Content starts

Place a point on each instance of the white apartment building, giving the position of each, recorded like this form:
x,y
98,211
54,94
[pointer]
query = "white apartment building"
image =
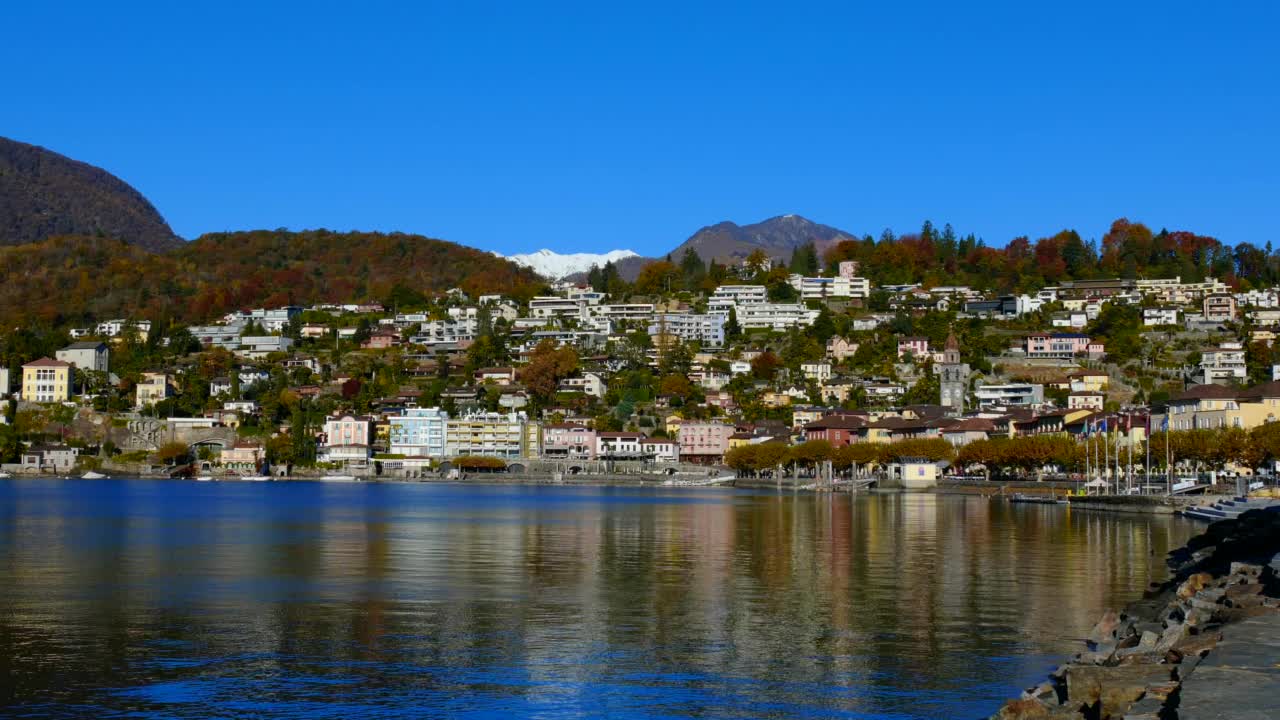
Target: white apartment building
x,y
622,311
589,383
261,346
1258,299
775,315
419,432
347,440
86,355
553,306
1223,364
822,288
438,332
735,296
1010,393
707,329
496,434
1152,317
113,328
819,372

Content ends

--- TASK PROMPT ---
Would you set down every line of the data above exactly, skipping the pictures?

--- ANSWER SPACE ---
Place a point on each instance of the white apartment building, giving the position of each, recorded like this form:
x,y
98,211
54,94
[pointer]
query = "white apartment building"
image =
Target: white apartment building
x,y
622,311
589,383
261,346
1258,299
775,315
419,432
347,440
86,355
553,306
1223,364
822,288
438,332
735,296
1010,393
707,329
496,434
1152,317
113,328
819,372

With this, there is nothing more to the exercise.